### TASK DIRECTIONS
Rewrite these rows with "dried pumpkin stem" replaced by "dried gourd stem" wherever it occurs, and keep everything else the same.

— Start —

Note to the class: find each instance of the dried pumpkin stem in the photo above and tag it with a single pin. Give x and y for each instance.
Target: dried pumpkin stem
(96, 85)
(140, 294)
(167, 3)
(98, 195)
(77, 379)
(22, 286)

— End —

### ANSWER TO THE TASK
Note to the class: find each instance of the dried gourd stem in the photo above and tag it with a single pin. Give x and y for each instance.
Target: dried gourd stem
(96, 85)
(140, 294)
(167, 3)
(98, 195)
(77, 379)
(22, 286)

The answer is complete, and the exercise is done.